- Opening Delimiter -
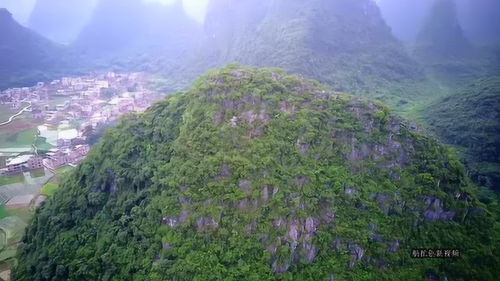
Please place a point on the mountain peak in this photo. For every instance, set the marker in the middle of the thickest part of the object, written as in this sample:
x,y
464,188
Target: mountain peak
x,y
442,34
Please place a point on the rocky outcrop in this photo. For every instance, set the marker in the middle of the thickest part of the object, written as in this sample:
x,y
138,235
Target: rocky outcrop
- Closing Delimiter -
WHAT TO WORK ON => In the material above, each line with the word "rocky" should be copied.

SOLUTION TO THIS EXERCISE =>
Please place a point on the rocky outcrop in this photo. For every instance, set the marker in the middle of the thickest part of the object, written as in this sample:
Target: rocky outcrop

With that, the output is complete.